Exercise aim: Rewrite everything in the data below, from the line containing "Note to the class: mark the grey" down to the line containing "(1373, 638)", keeping every line. Rescale only the answer coordinates by multiplying each number by 0.75 and rounding to a whole number with halves rounded up, and leave all other numbers unchanged.

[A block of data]
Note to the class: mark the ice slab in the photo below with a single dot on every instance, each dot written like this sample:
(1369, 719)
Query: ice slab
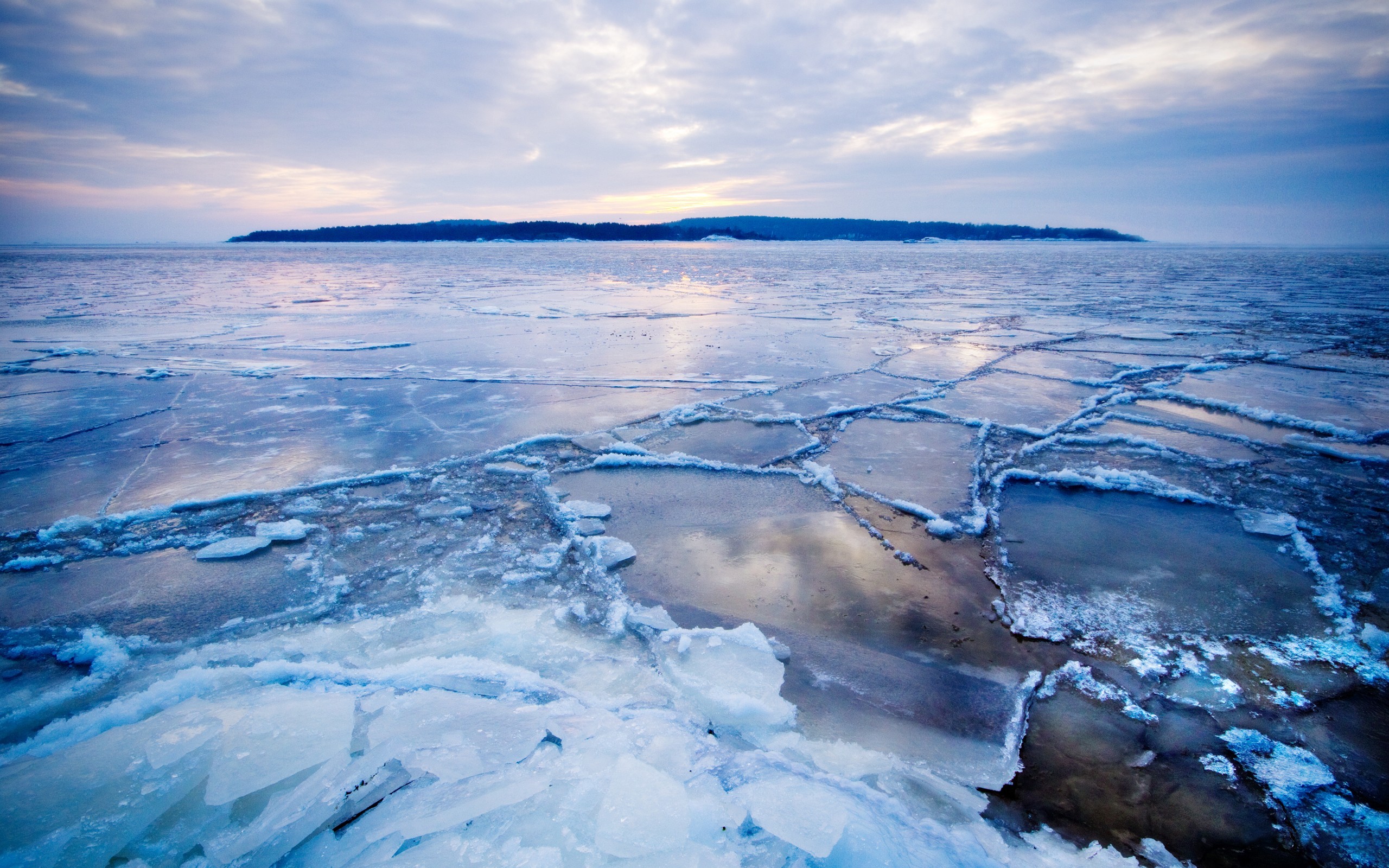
(1267, 524)
(609, 552)
(732, 677)
(291, 529)
(1013, 399)
(1206, 418)
(731, 442)
(803, 814)
(237, 546)
(1116, 563)
(920, 463)
(740, 547)
(1139, 434)
(824, 396)
(643, 812)
(588, 527)
(443, 510)
(942, 361)
(588, 509)
(282, 732)
(1346, 400)
(1057, 365)
(156, 595)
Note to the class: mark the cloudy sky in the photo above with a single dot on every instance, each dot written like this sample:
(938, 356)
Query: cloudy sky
(194, 120)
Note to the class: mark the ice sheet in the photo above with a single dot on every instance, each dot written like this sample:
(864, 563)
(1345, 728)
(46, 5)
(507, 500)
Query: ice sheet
(509, 693)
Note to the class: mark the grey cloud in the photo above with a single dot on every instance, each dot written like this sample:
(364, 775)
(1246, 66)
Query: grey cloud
(286, 113)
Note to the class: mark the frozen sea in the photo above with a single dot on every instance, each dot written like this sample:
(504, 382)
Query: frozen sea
(698, 554)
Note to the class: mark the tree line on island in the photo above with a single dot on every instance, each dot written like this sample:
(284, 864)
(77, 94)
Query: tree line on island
(688, 229)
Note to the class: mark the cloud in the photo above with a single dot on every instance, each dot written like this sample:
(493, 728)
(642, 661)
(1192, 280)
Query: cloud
(432, 108)
(11, 88)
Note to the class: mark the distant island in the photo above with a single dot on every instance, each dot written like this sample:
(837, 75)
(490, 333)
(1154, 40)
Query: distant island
(688, 229)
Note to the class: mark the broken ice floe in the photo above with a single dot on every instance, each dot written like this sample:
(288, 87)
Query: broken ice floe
(609, 552)
(237, 546)
(1267, 524)
(294, 756)
(291, 529)
(1327, 822)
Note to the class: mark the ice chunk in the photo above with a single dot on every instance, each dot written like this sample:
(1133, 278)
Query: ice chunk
(595, 442)
(291, 529)
(82, 805)
(1155, 852)
(547, 557)
(282, 733)
(1267, 524)
(848, 760)
(502, 732)
(732, 677)
(715, 814)
(338, 790)
(1288, 773)
(303, 506)
(588, 527)
(800, 813)
(610, 552)
(423, 809)
(443, 510)
(655, 617)
(587, 509)
(237, 546)
(509, 469)
(643, 812)
(1373, 638)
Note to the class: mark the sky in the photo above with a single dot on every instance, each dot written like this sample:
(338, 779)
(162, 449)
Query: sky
(1184, 122)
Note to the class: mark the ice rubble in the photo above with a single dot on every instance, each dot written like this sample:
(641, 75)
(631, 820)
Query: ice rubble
(360, 743)
(1328, 824)
(235, 546)
(959, 355)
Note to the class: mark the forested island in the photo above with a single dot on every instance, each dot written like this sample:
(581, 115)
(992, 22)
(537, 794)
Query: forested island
(688, 229)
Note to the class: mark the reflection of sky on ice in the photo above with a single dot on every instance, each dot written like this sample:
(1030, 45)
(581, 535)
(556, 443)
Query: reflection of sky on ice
(966, 490)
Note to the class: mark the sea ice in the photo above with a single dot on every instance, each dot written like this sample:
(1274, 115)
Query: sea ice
(643, 812)
(279, 732)
(800, 813)
(413, 690)
(609, 552)
(587, 509)
(588, 527)
(291, 529)
(732, 677)
(237, 546)
(1267, 524)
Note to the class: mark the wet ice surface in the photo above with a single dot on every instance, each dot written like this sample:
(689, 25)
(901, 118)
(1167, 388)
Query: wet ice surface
(693, 554)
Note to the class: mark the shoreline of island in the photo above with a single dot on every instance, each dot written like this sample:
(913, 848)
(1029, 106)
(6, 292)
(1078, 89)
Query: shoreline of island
(691, 229)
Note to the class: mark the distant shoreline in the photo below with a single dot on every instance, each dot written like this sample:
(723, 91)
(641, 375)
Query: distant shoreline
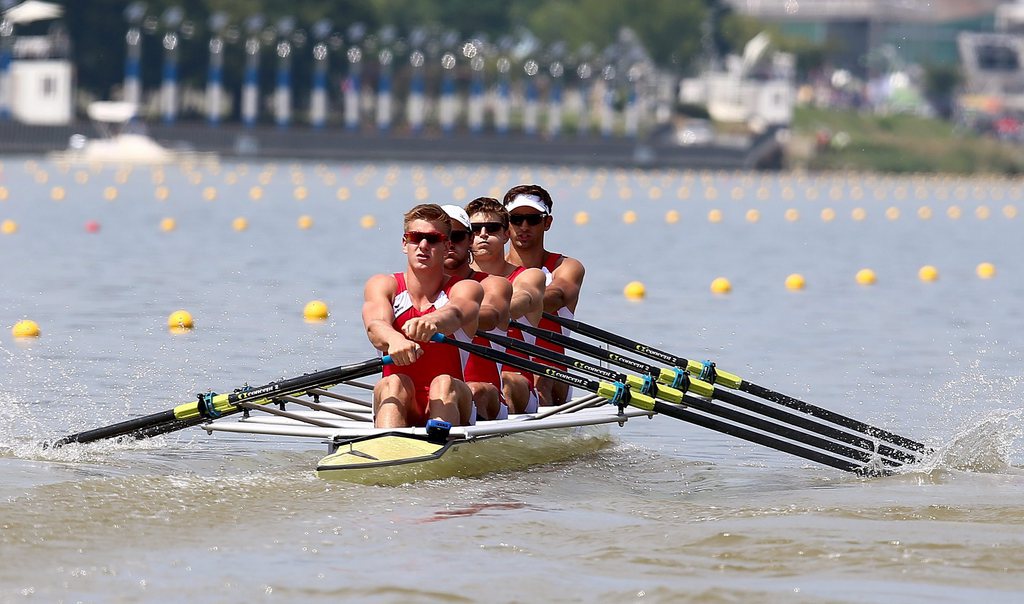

Solution to this exercise:
Note to the class: mark the grey cloud in the photo above with a single dot on every instance, each dot written like this sample:
(364, 775)
(1246, 66)
Query: grey cloud
(215, 85)
Note to the class: mark the frozen sea in the photo above with a single dot on every instance, each dot written like this sample:
(504, 382)
Query: frozen sea
(524, 416)
Note to the class: mark the tree line on island in the photo above with a single dot on every instance, each dot written like this sample:
(284, 864)
(77, 94)
Query: tree line on island
(516, 172)
Note to the class: mark the cloud in the photo above with a single dot on every instance, each dot written like this sample:
(493, 728)
(642, 661)
(1192, 280)
Query: cloud
(324, 81)
(8, 66)
Note to the class: mark the distant island in the photo above with a single dot on every instance, each dot written like this sample:
(837, 75)
(490, 333)
(1154, 40)
Query: distant island
(516, 172)
Note to the class: mark the broken ice floe in the photo above with a single dot on every instance, each dot written like this sample:
(288, 87)
Query: broken ice floe
(457, 414)
(178, 410)
(950, 393)
(221, 567)
(218, 397)
(995, 617)
Note to the class: mark the ice chunk in the photo above with a single dot on every instance, each dot written like this sample:
(1133, 278)
Query: ice chunk
(446, 332)
(218, 397)
(62, 604)
(866, 639)
(410, 418)
(212, 550)
(950, 393)
(636, 570)
(377, 549)
(549, 508)
(536, 611)
(254, 593)
(966, 580)
(227, 380)
(441, 395)
(600, 610)
(458, 414)
(317, 607)
(332, 383)
(491, 463)
(440, 382)
(178, 410)
(382, 352)
(482, 609)
(1030, 479)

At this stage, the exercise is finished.